Exercise.
Copy out the records below line for line, with every character unchanged, and omit the pictures.
>> begin
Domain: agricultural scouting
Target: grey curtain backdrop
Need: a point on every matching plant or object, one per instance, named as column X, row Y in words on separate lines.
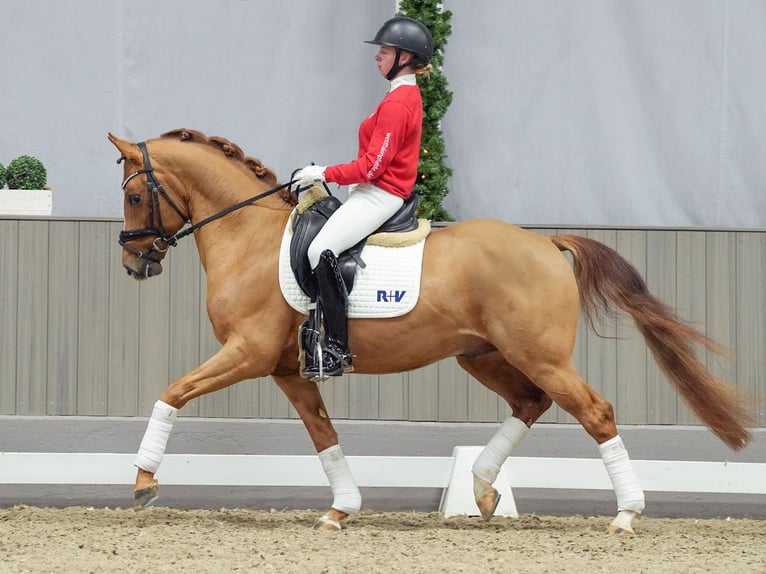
column 638, row 112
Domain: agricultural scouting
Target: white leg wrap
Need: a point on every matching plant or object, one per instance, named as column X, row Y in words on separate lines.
column 347, row 497
column 499, row 447
column 630, row 496
column 155, row 440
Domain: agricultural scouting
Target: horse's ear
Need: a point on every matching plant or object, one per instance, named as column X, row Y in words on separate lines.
column 127, row 149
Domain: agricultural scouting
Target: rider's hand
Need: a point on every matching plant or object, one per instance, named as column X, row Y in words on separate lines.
column 310, row 175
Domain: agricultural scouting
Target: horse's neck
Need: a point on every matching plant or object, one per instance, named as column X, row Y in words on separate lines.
column 245, row 236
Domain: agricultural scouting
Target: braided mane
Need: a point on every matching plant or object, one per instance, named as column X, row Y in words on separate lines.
column 233, row 151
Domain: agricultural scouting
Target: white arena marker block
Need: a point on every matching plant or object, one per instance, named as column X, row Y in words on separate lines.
column 457, row 498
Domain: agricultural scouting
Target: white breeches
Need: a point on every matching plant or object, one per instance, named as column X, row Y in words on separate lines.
column 366, row 209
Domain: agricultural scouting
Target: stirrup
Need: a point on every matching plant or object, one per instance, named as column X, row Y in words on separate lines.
column 332, row 362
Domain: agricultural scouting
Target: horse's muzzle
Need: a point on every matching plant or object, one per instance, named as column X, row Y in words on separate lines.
column 141, row 269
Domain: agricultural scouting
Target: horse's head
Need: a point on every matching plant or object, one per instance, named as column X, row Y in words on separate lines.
column 152, row 215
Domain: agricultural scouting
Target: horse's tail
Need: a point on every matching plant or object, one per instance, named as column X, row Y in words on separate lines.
column 606, row 279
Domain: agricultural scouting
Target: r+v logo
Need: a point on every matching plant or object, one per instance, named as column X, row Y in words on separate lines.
column 390, row 296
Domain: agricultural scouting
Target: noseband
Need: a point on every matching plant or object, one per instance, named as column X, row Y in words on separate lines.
column 156, row 229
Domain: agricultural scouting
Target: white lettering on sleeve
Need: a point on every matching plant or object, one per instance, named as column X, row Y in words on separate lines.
column 379, row 159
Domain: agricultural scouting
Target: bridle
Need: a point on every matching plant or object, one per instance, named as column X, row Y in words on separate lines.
column 163, row 241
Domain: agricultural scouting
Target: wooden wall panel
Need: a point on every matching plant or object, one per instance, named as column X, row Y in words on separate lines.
>> end
Task output.
Domain: agricultural scouting
Target: grey curtain backdrop
Need: a point on every matching plant or object, one per instance, named as column X, row Y in words on separate lines.
column 638, row 112
Domain: agricultural scouting
Target: white leg wrap
Need: a point on every matching plant or object, one per instance, named as column X, row Y in words on separate lines.
column 347, row 497
column 499, row 447
column 630, row 496
column 155, row 440
Domain: agricultural scouting
Target: horse's ear
Need: a point on every matching plant or object, one per instance, named as column X, row Y in words on separate lines.
column 127, row 149
Domain: agricultural scouting
Target: rider's hand
Need: a point on every matching plant or object, one per instance, named as column X, row Y in words on separate lines.
column 310, row 175
Domain: agricultural scouting
Target: horse's neck
Need: a point on every matching plant or object, one per instance, named as column X, row Y in words on separate lines.
column 245, row 236
Domain: agricultural scouting
Target: braided mane
Need: a point on every matching plant or object, one per instance, named as column X, row Y in words on separate lines.
column 233, row 151
Domain: agricultural scouting
Target: white arena marker block
Need: a point on every matching plant or object, one per instance, named as column X, row Y in words on separate lines.
column 457, row 498
Domain: agricultural scouting
Target: white breeches
Need: a point on every matching plant or object, one per instance, named as column X, row Y in words on separate lines.
column 366, row 209
Domain: agricultural scouting
Target: stirrup
Need: a point on every matching plant or object, one per instance, named as column X, row Y in words on separate lines.
column 332, row 362
Domain: agricultural scouting
Target: horse's muzzle
Need: a point on every matching plant or object, one per instance, named as column X, row Y in words on separate lines.
column 141, row 269
Domain: agricultural scouting
Target: horse's head
Need: a point on every matching plant or object, one per instance, named as column X, row Y in words on separate lines.
column 152, row 215
Domain: agricultural scouting
Target: horse's tail
Need: a point on every matching plant or object, one per instance, named as column X, row Y in words on separate lines.
column 606, row 279
Domain: agricultural scouting
Target: r+v logo
Need: a point on every matching plant or object, one per instance, named as column X, row Y in words on separate lines.
column 390, row 296
Domain: agricultural scouting
Target: noseband
Need: a point on every matching plant or object, one per instance, named as column X, row Y in words on separate lines.
column 156, row 229
Domain: agricultural scouting
Target: white lettering on sleeve
Need: a point on every matching plant or object, one per instance, named as column X, row Y in words on separate lines.
column 379, row 159
Domain: agricultural scouting
Target: bridle
Need: a point on every matching plant or object, one per instance, named as column X, row Y in words on separate lines.
column 163, row 241
Domain: agricultural scouting
Target: wooden wall panel
Need: a point on every matching plant or object, one per instance, named as column X, row Y in words on separate lines.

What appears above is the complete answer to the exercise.